| ACTIVITY |
Without the pictures, give the records again exactly as they appear.

-*-*-

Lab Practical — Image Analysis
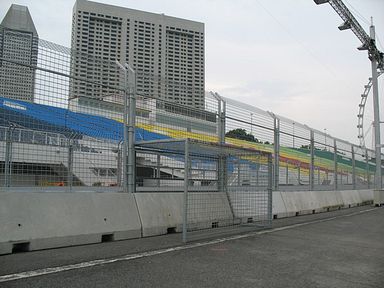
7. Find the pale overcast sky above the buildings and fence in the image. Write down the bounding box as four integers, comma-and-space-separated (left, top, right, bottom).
0, 0, 384, 146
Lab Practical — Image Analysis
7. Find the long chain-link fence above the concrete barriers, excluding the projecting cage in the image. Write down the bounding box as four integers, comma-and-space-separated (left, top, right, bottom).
0, 29, 376, 192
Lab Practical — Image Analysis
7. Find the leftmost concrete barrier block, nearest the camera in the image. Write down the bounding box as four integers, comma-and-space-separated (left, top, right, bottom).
0, 192, 141, 254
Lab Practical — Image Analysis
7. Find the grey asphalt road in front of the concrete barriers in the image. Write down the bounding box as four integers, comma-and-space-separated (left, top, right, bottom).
0, 206, 384, 288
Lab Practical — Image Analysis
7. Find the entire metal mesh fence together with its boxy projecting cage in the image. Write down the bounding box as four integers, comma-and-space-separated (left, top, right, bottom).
0, 29, 375, 241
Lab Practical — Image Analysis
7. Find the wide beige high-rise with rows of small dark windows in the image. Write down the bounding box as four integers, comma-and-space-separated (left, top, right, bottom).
70, 0, 204, 108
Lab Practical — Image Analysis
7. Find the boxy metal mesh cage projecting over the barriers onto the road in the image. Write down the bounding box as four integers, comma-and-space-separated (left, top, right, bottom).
137, 138, 272, 242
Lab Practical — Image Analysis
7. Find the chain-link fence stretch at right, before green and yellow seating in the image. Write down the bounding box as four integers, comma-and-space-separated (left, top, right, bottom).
222, 97, 376, 191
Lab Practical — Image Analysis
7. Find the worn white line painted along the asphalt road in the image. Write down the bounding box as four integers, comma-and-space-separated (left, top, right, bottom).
0, 208, 378, 283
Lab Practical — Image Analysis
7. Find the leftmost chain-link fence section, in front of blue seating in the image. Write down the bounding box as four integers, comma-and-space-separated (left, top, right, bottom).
0, 31, 123, 191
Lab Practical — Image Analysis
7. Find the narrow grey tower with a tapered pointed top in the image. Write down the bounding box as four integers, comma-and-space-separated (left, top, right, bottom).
0, 4, 38, 102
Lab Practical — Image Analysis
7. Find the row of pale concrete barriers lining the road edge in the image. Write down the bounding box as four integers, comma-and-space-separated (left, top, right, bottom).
0, 190, 373, 254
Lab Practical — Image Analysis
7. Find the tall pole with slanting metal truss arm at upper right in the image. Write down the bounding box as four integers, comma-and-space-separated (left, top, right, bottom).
314, 0, 384, 190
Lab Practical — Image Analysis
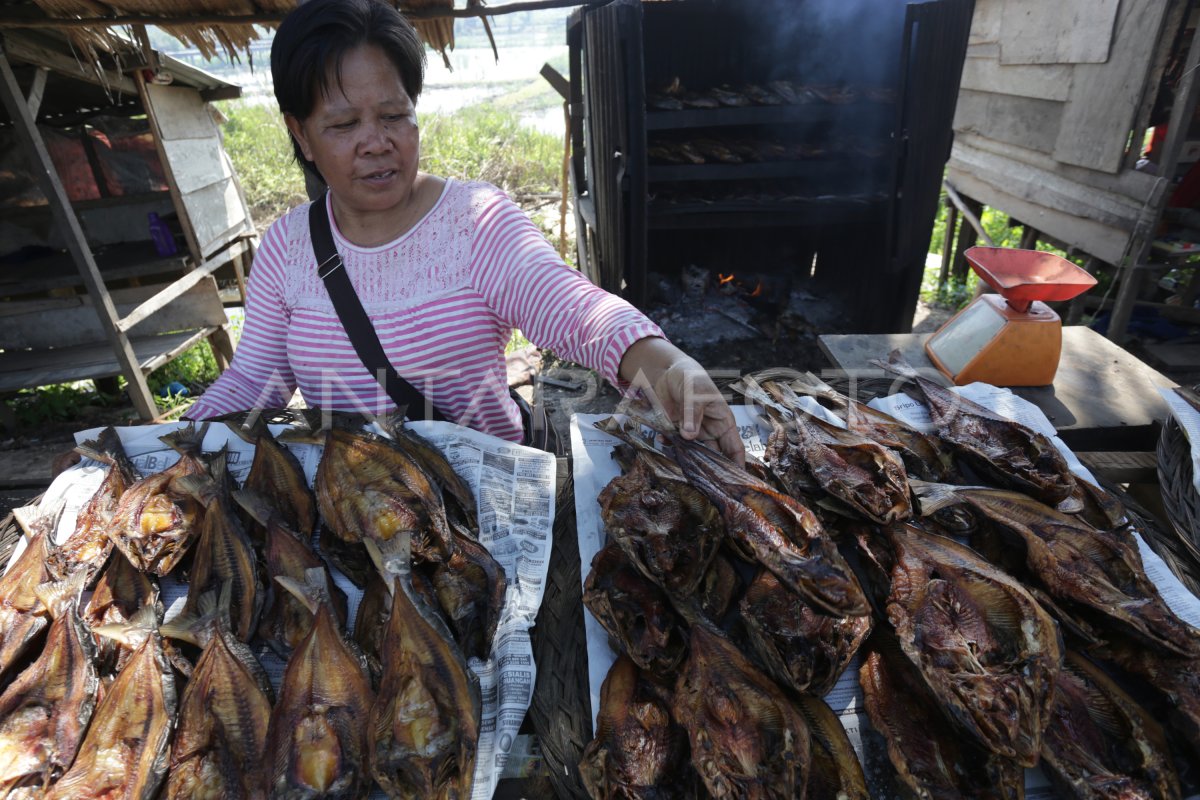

-*-*-

| RESULT |
Lab Practical — Image Analysis
7. Find the pale overcast sky above the buildings and fence in the image. Write down the bounding box as four integers, comma-and-space-separated (left, top, right, bottom).
0, 0, 384, 146
Lab Practical — Image Analysis
7. Find the long chain-link fence above the concrete barriers, excluding the projecting cage in the image. Write down the bounding box as four integers, comma-and-space-separated (left, top, right, bottom).
0, 29, 376, 192
Lab Practical — Image Analysis
7. Find the leftmost concrete barrier block, nearest the camera in the image. Write down the bounding box as four integers, comma-and-space-separated (left, top, right, bottom).
0, 192, 141, 254
Lab Practical — Image Analysis
7. Find the grey asphalt road in front of the concrete barriers in the image. Write down the bounding box as four integers, comma-and-space-separated (left, top, right, bottom).
0, 206, 384, 288
Lab Practical — Image Analysis
7. Find the entire metal mesh fence together with its boxy projecting cage in the image. Write down the bounding box as four integers, comma-and-space-separated (left, top, right, bottom).
0, 29, 375, 241
Lab Practical — Image Analysis
7. Find the wide beige high-rise with rows of small dark windows in the image. Write down the bounding box as four integers, comma-and-space-separated (left, top, right, bottom).
70, 0, 204, 108
Lab Practical — Image Analysis
7. Find the boxy metal mesh cage projecting over the barriers onto the road in the image. Write down the bounding box as four integers, comma-and-space-separated (left, top, right, bottom).
137, 138, 272, 242
Lab Practical — Image Analysis
7. Find the chain-link fence stretch at right, before green and yellow seating in the image. Write down the bounding box as four integers, comma-and-space-separated (left, top, right, bottom).
222, 97, 376, 191
Lab Practical — Image Analysis
7. Find the worn white line painted along the asphalt road in the image. Write down the bounding box as four integers, comma-and-space-separated (left, top, right, bottom).
0, 208, 378, 283
Lab Practical — Image Analysis
7. Find the leftmost chain-link fence section, in front of blue seating in the image. Write down the bounding box as four integers, comma-and-space-separated (left, top, right, bottom).
0, 31, 123, 191
Lab Practical — Image Analysis
7. Find the narrow grey tower with a tapered pointed top in the image. Write down the bounding box as four integers, comma-and-space-separated (left, top, right, bottom).
0, 4, 38, 102
Lab Practical — Image Analysis
7. Find the row of pale concrete barriers lining the road edge in the image. Write down the bounding box as four integers, comma-and-space-separated (left, top, right, bottom).
0, 190, 373, 254
Lab Practical — Image Analysis
7. Find the tall pole with slanting metal truss arm at upper right in the image. Write down the bounding box as four integers, comma-and-space-separated (left, top, right, bottom).
314, 0, 384, 190
Lab Practical — Image Analysis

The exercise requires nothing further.